Count every line below that contains "hand", then state the total with no other output.

[[ Supplied records, beginning ]]

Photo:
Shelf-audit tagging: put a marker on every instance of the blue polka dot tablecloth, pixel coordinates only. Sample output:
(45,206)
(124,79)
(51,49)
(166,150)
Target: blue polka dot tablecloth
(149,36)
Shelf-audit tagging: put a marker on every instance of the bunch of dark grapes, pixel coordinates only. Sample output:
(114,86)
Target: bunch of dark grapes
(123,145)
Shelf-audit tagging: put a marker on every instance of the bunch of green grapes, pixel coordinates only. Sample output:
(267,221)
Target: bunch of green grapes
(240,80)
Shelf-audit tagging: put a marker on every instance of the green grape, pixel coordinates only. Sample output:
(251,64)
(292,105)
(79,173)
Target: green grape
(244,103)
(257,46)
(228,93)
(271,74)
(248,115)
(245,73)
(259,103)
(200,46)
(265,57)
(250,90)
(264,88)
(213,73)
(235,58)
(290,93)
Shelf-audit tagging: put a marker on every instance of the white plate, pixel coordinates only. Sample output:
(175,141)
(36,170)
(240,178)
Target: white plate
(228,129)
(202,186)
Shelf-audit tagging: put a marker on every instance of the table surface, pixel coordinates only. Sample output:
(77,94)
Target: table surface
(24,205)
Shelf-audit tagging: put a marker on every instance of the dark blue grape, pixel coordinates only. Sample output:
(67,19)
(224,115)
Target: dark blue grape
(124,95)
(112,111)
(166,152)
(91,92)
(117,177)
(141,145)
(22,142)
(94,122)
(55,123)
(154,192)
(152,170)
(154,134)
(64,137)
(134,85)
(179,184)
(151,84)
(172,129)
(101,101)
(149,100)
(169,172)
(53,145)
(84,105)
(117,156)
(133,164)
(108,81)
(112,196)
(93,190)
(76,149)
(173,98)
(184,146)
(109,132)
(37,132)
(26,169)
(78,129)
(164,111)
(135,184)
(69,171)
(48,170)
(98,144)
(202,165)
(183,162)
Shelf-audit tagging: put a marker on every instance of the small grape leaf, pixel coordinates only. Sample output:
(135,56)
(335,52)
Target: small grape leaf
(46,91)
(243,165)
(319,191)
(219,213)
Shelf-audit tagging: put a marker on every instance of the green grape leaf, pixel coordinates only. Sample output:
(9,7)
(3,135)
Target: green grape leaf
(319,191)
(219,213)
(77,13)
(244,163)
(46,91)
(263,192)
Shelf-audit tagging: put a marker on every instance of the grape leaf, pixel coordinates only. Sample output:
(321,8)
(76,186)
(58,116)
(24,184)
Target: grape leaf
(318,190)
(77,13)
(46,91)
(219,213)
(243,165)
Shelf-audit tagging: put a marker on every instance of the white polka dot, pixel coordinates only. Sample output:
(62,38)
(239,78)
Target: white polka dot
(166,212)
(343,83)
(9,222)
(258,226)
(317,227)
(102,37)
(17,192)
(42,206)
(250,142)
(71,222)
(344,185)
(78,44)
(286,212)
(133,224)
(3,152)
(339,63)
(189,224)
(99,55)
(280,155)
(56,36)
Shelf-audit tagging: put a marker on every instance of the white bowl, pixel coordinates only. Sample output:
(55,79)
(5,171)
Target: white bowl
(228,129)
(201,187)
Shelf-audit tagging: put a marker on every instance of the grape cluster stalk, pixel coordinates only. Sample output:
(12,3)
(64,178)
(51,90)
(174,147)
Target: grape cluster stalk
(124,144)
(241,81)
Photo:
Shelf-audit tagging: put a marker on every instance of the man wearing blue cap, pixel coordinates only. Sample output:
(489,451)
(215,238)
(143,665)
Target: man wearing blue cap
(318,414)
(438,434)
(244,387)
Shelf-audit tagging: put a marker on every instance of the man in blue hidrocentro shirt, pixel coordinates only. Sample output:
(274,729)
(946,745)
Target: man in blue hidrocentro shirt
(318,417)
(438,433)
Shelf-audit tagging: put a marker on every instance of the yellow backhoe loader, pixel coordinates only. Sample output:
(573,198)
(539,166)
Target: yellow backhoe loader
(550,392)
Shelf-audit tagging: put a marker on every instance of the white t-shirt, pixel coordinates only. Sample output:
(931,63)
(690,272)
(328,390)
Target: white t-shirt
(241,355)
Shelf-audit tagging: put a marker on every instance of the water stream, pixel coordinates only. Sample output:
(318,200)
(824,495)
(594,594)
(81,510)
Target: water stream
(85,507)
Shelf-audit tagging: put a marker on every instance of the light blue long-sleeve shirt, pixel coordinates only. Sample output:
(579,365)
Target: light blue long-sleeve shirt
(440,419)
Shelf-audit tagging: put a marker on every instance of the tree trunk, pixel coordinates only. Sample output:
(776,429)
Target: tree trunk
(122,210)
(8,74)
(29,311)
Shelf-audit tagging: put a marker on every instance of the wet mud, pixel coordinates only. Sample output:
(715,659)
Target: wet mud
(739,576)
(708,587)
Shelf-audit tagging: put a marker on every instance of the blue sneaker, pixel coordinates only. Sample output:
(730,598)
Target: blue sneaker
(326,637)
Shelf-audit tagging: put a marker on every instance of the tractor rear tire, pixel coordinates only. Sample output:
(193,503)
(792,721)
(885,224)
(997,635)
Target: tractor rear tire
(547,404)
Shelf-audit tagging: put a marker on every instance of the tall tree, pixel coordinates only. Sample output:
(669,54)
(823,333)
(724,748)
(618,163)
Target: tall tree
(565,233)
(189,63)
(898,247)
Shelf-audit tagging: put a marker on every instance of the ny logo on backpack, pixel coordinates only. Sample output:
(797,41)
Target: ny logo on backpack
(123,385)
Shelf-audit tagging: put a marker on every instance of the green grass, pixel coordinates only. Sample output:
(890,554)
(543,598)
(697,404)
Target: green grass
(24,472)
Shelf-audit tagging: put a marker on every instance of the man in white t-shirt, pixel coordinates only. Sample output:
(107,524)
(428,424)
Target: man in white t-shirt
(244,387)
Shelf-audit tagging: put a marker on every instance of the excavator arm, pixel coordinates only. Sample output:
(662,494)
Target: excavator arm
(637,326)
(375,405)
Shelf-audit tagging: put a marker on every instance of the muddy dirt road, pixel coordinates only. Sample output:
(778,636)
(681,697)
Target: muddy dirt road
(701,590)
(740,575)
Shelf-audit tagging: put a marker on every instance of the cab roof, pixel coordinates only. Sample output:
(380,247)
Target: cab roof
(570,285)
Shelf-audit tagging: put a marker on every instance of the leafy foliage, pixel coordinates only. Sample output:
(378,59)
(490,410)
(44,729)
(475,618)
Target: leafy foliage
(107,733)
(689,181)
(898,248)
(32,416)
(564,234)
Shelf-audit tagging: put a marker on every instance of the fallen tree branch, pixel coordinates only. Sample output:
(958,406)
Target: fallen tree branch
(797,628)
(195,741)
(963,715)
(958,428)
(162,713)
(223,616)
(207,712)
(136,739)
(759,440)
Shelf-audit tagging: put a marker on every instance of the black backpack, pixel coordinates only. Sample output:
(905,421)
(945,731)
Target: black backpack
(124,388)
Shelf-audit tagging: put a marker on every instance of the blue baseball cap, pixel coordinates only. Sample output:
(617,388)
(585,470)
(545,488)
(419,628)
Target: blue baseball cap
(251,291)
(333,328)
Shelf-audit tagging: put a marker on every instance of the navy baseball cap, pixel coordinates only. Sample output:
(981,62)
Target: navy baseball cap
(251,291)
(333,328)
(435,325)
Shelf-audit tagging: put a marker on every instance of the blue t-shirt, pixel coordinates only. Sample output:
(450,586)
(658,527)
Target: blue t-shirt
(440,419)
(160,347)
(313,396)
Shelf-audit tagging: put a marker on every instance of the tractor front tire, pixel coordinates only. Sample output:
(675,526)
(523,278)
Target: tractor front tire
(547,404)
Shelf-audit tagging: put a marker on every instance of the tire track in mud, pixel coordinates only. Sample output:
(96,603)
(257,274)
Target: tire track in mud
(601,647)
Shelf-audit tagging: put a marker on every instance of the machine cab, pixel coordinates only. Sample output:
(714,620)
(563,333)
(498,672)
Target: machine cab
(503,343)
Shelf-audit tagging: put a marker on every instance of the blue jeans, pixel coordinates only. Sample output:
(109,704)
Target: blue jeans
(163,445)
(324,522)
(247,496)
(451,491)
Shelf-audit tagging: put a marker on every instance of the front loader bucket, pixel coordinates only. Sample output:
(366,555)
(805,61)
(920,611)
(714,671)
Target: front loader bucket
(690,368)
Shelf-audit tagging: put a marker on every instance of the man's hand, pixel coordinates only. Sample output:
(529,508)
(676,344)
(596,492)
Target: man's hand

[[ Supplied records, end ]]

## Written response
2